La clause de clientèle est l'application pure du devoir de loyauté contenu dans tout contrat de travail. Cette clause interdit à un salarié, suite à la rupture de son contrat, de démarcher ou de détourner la clientèle de son employeur. contractualisant ainsi le contenu du devoir de loyauté auquel tout ancien salarié est tenu. Mais attention, si celle clause fait peser sur le salarié des contraintes supplémentaires, le juge peut être amené à la requalifier en clause de non-concurrence avec les conséquences que cela implique en terme d'indemnités (contrepartie financière).

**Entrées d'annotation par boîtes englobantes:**

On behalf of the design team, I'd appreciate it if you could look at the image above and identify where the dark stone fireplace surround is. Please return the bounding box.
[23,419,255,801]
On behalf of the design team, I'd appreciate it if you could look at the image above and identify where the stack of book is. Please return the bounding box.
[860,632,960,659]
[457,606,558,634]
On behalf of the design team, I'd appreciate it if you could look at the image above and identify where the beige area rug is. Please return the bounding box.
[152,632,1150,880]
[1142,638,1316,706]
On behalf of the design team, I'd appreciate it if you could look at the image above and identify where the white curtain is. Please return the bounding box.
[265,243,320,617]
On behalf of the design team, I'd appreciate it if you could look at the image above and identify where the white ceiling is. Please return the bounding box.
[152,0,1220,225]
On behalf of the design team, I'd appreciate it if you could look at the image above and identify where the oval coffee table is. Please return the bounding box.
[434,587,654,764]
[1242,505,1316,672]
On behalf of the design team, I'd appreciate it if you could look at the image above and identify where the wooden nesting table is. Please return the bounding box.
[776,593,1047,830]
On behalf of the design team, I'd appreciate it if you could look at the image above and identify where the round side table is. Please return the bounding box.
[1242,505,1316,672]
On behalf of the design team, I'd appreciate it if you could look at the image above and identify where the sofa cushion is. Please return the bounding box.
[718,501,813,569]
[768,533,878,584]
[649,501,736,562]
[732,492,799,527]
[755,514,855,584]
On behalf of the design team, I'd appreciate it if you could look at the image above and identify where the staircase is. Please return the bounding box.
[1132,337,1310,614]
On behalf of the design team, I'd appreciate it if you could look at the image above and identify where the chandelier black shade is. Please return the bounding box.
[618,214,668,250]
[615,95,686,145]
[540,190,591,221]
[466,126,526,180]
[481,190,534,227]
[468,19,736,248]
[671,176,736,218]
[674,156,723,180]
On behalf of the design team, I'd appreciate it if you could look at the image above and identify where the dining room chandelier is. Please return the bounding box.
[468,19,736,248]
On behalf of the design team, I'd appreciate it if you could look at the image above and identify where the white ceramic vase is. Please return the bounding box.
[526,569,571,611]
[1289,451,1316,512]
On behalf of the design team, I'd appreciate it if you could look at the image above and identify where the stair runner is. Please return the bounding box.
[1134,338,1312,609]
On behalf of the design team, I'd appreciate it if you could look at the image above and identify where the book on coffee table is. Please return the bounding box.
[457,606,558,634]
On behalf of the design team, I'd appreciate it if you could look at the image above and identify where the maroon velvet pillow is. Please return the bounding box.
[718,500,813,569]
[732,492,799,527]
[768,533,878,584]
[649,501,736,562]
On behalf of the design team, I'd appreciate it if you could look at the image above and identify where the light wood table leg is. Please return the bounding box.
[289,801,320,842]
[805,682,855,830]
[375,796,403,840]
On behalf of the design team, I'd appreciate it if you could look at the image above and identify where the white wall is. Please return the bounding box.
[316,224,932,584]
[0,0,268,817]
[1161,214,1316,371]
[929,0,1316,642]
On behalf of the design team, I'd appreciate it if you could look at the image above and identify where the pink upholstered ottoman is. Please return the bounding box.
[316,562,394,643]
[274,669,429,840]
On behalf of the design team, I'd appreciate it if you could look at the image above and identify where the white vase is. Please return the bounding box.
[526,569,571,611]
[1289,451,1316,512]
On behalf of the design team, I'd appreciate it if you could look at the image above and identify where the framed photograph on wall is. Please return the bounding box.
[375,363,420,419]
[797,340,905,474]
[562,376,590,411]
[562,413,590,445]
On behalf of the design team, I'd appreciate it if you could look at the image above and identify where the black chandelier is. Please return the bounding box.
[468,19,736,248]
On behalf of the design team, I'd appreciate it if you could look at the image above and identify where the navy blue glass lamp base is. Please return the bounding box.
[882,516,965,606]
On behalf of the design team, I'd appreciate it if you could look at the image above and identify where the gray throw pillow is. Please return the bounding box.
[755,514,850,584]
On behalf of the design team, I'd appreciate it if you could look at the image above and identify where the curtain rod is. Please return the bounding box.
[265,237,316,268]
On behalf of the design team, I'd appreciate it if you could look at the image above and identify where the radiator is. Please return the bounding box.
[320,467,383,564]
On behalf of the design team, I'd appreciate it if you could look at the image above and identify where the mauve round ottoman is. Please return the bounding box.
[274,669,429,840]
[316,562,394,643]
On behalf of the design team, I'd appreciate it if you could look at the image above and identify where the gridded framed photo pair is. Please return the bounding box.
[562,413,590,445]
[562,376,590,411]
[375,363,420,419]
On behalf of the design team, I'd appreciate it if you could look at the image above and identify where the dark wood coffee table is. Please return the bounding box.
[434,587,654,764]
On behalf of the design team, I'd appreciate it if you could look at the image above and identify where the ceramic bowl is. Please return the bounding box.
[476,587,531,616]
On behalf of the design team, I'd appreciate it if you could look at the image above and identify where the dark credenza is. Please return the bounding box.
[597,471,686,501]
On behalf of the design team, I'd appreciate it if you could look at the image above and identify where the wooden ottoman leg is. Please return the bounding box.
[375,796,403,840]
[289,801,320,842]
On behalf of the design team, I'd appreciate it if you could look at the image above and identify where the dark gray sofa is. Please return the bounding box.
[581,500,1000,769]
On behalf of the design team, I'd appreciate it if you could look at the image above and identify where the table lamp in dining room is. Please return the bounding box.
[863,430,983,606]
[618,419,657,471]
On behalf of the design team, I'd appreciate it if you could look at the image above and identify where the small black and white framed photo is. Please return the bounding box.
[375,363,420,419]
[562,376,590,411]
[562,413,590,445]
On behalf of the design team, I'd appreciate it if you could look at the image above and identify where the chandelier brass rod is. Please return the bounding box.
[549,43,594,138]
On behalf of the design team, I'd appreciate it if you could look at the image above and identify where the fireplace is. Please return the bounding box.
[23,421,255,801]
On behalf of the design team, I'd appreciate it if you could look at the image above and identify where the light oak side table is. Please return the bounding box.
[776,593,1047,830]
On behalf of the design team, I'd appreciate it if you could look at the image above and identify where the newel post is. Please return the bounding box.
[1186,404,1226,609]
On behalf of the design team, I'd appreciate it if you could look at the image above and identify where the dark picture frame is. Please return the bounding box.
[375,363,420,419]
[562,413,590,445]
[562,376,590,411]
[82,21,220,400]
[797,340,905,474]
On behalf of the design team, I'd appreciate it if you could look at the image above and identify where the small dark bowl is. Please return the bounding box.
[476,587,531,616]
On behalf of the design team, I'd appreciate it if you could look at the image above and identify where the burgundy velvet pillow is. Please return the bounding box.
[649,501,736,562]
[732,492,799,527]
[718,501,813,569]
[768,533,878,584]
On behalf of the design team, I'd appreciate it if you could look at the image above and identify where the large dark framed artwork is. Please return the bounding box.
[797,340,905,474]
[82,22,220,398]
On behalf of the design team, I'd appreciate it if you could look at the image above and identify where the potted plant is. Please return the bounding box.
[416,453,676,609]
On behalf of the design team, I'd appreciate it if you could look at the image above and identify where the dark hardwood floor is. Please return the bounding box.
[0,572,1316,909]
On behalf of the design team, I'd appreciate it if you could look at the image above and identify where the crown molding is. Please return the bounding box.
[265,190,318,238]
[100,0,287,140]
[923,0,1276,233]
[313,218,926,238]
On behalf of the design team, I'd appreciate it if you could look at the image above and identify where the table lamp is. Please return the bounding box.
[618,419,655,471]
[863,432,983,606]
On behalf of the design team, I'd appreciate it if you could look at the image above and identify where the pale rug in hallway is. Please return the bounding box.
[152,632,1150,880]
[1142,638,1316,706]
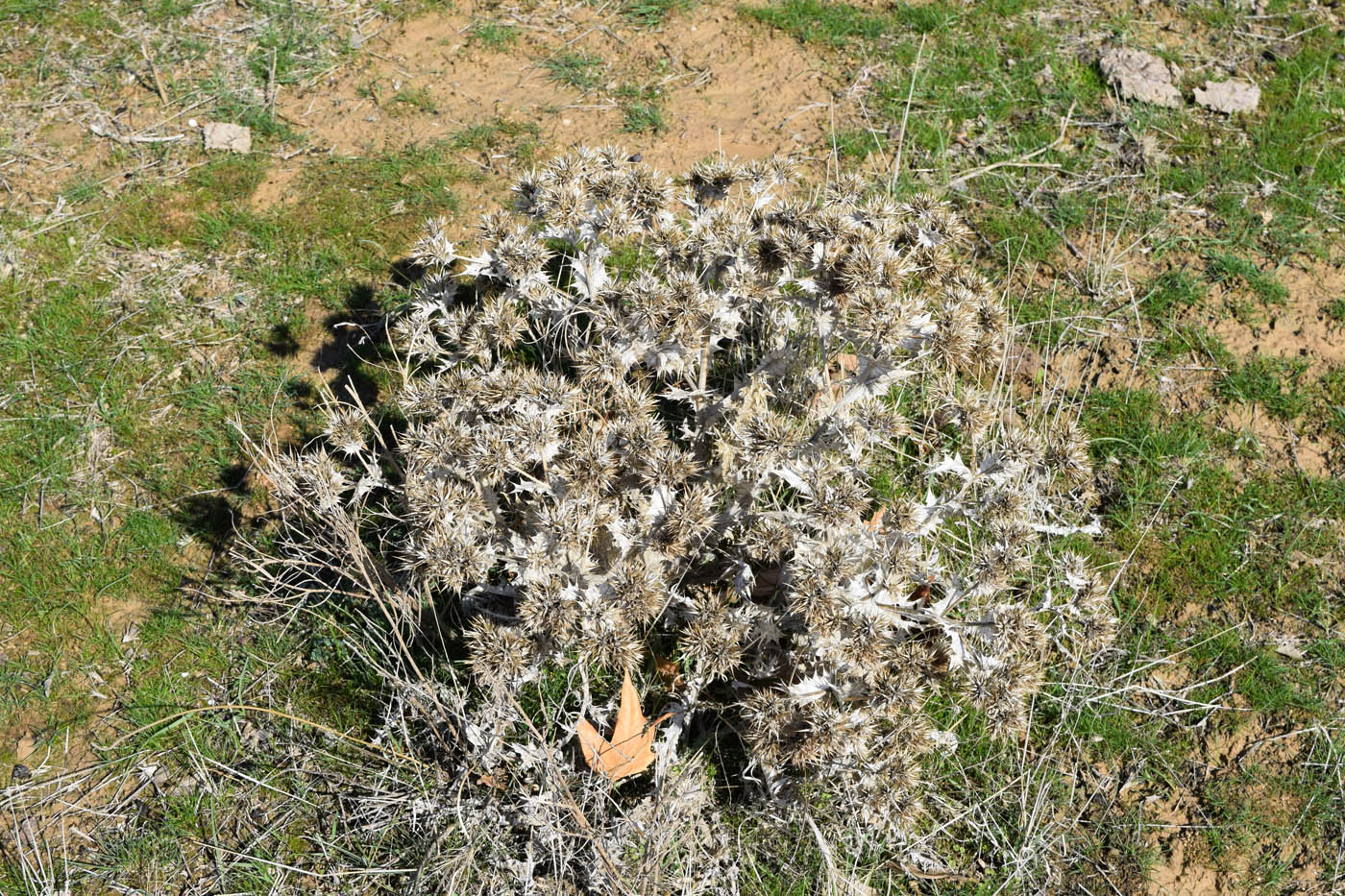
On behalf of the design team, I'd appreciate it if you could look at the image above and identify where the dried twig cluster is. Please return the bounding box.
[253,150,1113,884]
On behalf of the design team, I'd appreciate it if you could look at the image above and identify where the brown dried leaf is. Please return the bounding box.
[575,672,672,781]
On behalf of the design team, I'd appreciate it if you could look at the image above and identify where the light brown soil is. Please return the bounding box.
[262,4,846,206]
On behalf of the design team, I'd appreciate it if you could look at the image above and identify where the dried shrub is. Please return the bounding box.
[250,150,1113,892]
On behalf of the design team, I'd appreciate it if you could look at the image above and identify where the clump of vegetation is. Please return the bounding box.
[252,150,1115,892]
[542,53,602,90]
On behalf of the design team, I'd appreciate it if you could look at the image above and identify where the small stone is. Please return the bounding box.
[202,121,252,154]
[1196,81,1260,114]
[1097,47,1183,109]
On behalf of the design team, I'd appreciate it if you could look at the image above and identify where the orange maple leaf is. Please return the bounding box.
[577,672,672,781]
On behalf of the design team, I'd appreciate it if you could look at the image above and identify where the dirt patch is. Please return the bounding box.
[262,4,844,207]
[1147,838,1238,896]
[1210,262,1345,370]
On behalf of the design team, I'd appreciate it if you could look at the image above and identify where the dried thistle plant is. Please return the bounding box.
[257,150,1115,892]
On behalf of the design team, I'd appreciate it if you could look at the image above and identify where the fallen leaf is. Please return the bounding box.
[575,672,672,781]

**Consignes écrites:**
A. Répondez à ces questions sur le texte consacré à la clause de clientèle :
(i) De quel devoir cette clause est-elle l'application pure ?
(ii) Qu'interdit-elle au salarié après la rupture de son contrat ?
(iii) En quel type de clause le juge peut-il la requalifier ?
B. Comment traduire en anglais la phrase suivante, tirée du texte sur la clause de clientèle : « La clause de clientèle est l'application pure du devoir de loyauté contenu dans tout contrat de travail. » ?
C. Prolongez le texte sur la clause de clientèle à la suite de sa dernière phrase.

**Réponses données:**
A.
(i) Du devoir de loyauté contenu dans tout contrat de travail.
(ii) De démarcher ou de détourner la clientèle de son employeur.
(iii) En clause de non-concurrence.

B. The customer clause is the pure application of the duty of loyalty contained in every employment contract.

C.
Dans l'affaire qui a conduit au prononcé de l'arrêt du 27 octobre 2009, la clause dite de clientèle était libellée de manière suivante : « En cas de cessation de votre contrat de travail, quelle qu'en soit la cause vous vous interdirez :
- d'entrer en contact directement ou indirectement, sous quelque forme et sous quelque mode que ce soit, avec les clients de la société F. et, de manière corollaire, de démarcher lesdits clients et ce, même si vous faîtes l'objet de leur part de sollicitations spontanées,
- d'exploiter directement ou indirectement la clientèle concernée, à titre personnel ou par l'intermédiaire de toute société, association ou entité juridique quelconque dont vous seriez l'associé, le membre, le salarié ou le collaborateur ou pour le compte de laquelle vous interviendriez ou seriez rémunérée, directement ou indirectement de quelque manière, à quelque titre, et sous quelque statut que ce soit. En cas de violation de la présente clause, la société F. se réserve le droit de demander réparation du préjudice subi et de faire ordonner, le cas échéant, sous astreinte, la cessation dudit trouble ».
Licenciée après 21 ans de service, et estimant que cette clause limitait ses possibilités de retrouver un travail, la salariée s'est adressée au Conseil des prud'hommes pour la voir requalifier en clause de non-concurrence et obtenir les indemnités consécutives.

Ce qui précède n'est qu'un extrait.